### AIM
Rewrite the records starting at the line that contains "of the bare" and ending at the end of the records, replacing "larch tree" with "spruce tree" and leaving all else unchanged.

(Entries from a dataset)
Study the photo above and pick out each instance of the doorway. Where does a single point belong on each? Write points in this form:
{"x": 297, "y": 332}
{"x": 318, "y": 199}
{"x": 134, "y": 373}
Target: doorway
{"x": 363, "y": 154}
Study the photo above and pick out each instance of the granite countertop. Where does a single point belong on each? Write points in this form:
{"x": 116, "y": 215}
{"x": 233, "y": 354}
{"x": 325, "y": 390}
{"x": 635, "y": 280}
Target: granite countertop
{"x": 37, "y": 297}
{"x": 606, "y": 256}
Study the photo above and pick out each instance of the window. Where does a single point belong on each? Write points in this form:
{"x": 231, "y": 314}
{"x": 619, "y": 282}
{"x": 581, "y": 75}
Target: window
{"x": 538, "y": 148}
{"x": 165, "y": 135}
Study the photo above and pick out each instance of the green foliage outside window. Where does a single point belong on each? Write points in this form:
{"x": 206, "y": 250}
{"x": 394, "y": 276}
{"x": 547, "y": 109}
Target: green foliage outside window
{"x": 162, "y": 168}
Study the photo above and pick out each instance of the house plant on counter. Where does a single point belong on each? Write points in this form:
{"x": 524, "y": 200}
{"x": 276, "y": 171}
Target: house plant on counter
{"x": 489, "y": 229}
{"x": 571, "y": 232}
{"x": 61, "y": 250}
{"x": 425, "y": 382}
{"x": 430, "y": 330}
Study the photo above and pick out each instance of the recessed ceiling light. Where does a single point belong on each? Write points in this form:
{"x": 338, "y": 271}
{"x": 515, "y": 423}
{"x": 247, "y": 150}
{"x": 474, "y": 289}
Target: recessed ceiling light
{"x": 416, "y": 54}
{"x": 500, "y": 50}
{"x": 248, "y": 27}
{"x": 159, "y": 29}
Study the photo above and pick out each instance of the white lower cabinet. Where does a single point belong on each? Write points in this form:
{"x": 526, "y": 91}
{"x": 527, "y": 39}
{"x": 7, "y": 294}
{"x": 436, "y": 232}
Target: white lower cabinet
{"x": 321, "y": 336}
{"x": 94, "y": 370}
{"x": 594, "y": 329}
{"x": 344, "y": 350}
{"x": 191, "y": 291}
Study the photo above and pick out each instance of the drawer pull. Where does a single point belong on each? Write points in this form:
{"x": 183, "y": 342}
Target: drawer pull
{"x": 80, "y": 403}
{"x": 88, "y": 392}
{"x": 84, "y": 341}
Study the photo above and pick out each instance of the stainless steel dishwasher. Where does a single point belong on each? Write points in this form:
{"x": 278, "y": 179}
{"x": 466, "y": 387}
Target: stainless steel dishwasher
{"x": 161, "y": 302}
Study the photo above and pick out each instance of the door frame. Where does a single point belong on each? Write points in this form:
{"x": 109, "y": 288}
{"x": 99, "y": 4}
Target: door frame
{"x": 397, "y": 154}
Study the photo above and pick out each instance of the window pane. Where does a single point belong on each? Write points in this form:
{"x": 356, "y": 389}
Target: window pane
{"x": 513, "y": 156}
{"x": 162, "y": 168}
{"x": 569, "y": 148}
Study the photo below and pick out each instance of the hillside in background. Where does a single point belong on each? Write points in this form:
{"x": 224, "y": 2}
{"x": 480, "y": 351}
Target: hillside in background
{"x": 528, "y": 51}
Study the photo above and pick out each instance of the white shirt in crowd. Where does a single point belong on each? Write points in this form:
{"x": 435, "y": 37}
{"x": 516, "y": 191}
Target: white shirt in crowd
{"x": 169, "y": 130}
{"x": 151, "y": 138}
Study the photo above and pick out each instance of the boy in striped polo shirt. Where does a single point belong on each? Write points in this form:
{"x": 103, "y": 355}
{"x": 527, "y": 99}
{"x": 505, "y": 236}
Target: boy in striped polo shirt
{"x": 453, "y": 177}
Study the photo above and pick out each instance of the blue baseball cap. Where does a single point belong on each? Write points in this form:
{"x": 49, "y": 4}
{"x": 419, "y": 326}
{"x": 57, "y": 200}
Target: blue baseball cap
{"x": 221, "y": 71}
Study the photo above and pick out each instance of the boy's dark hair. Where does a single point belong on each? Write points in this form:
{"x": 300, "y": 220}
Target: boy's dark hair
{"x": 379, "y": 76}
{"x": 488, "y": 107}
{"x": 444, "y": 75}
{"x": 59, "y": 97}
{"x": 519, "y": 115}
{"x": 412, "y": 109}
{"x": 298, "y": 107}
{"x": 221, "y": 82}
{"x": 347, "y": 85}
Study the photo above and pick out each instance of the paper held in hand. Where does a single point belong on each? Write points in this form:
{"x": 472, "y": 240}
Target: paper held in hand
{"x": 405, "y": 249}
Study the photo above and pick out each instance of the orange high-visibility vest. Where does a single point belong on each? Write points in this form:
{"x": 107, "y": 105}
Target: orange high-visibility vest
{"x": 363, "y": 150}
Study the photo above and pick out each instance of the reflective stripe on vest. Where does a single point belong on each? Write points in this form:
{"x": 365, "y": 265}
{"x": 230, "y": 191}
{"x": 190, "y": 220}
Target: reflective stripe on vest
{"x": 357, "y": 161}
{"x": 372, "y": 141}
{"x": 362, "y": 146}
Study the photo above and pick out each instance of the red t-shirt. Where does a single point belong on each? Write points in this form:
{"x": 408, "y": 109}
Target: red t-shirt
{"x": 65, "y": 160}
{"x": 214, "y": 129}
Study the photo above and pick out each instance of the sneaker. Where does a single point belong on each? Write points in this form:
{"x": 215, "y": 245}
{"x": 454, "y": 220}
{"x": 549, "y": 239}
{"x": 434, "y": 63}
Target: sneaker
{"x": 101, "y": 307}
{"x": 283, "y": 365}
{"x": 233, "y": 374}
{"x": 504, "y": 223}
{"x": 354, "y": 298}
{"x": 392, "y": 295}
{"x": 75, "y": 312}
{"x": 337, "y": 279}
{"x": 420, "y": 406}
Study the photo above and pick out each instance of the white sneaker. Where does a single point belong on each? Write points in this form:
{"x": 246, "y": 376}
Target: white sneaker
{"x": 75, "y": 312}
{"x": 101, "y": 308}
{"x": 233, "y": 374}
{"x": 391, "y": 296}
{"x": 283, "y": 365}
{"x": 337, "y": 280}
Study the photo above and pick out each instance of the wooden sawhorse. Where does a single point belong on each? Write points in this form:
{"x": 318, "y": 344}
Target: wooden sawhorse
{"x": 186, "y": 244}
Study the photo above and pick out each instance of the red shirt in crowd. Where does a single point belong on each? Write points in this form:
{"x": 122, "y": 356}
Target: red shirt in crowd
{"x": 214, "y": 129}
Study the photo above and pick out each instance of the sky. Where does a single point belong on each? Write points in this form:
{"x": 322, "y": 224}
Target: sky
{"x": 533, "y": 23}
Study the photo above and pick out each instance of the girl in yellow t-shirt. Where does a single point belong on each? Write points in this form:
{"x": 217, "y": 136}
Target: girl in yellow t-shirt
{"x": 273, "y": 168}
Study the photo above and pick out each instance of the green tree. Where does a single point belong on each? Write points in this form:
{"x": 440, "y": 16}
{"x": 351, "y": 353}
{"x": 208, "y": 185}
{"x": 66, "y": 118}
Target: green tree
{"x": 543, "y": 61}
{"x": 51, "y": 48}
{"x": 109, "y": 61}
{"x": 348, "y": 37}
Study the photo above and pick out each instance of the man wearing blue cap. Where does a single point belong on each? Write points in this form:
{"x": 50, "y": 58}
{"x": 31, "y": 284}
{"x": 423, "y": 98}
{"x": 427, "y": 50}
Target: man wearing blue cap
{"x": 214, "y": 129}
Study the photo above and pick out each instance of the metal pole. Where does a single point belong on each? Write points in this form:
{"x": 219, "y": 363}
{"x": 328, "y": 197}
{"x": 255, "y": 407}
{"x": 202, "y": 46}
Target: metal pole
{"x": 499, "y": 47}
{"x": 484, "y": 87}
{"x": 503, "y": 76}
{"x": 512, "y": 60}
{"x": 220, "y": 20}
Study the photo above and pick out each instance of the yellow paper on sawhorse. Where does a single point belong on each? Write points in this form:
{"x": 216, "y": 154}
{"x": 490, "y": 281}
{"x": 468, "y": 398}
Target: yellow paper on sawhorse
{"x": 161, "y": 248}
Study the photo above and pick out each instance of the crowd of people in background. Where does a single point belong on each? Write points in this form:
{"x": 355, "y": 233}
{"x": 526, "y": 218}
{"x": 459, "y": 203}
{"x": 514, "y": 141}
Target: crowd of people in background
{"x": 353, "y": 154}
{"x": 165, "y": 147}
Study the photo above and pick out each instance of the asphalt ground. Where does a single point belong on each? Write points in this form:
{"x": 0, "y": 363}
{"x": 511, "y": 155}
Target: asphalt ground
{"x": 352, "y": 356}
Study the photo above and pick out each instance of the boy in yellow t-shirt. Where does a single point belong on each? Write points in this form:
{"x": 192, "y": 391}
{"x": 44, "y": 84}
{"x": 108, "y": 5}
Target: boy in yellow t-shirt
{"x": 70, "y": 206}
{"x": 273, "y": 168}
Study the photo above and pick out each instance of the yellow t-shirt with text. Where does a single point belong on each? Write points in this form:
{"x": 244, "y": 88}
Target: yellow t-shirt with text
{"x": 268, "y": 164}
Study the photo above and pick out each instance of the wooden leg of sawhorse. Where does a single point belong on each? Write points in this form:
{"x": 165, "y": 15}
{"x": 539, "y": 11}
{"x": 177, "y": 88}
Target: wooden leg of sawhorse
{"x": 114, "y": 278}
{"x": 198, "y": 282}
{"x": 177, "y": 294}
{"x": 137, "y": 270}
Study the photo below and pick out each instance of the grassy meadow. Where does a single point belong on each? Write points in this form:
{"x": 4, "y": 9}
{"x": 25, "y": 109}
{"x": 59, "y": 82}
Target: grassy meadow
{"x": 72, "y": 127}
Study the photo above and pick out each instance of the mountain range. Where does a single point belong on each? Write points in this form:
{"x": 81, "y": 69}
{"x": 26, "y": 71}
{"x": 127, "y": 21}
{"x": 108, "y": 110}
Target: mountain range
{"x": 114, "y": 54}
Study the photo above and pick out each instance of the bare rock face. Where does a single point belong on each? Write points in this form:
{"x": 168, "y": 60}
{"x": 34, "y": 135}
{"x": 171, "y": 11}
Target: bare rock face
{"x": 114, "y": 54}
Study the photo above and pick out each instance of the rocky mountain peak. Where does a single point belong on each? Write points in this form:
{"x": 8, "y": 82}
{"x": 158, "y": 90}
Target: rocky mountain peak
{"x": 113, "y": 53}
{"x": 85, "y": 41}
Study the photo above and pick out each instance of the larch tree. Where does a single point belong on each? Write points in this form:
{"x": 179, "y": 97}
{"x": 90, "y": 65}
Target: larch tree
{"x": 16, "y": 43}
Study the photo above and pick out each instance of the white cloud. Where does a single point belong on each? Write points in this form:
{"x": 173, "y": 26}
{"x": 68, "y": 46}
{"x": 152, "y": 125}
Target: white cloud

### WRITTEN ANSWER
Study the photo above and pick out each instance of the bare rock face. Where does a single point belong on each? Write points in this form:
{"x": 168, "y": 60}
{"x": 34, "y": 135}
{"x": 171, "y": 11}
Target: bare rock face
{"x": 114, "y": 54}
Study the photo above and pick out each instance of the rocky mountain peak. Where does a single point belong on each? Write points in this form:
{"x": 8, "y": 82}
{"x": 158, "y": 90}
Target: rocky mountain peak
{"x": 113, "y": 53}
{"x": 85, "y": 41}
Study the photo above and pick out each instance of the spruce tree. Where does a single point belong on each? Write points in this form:
{"x": 179, "y": 97}
{"x": 90, "y": 65}
Target: spruce tree
{"x": 16, "y": 43}
Study the photo above and pick out each instance of the white cloud. Where does a single point belong on each? Write points in this form:
{"x": 173, "y": 26}
{"x": 68, "y": 46}
{"x": 152, "y": 125}
Target: white cloud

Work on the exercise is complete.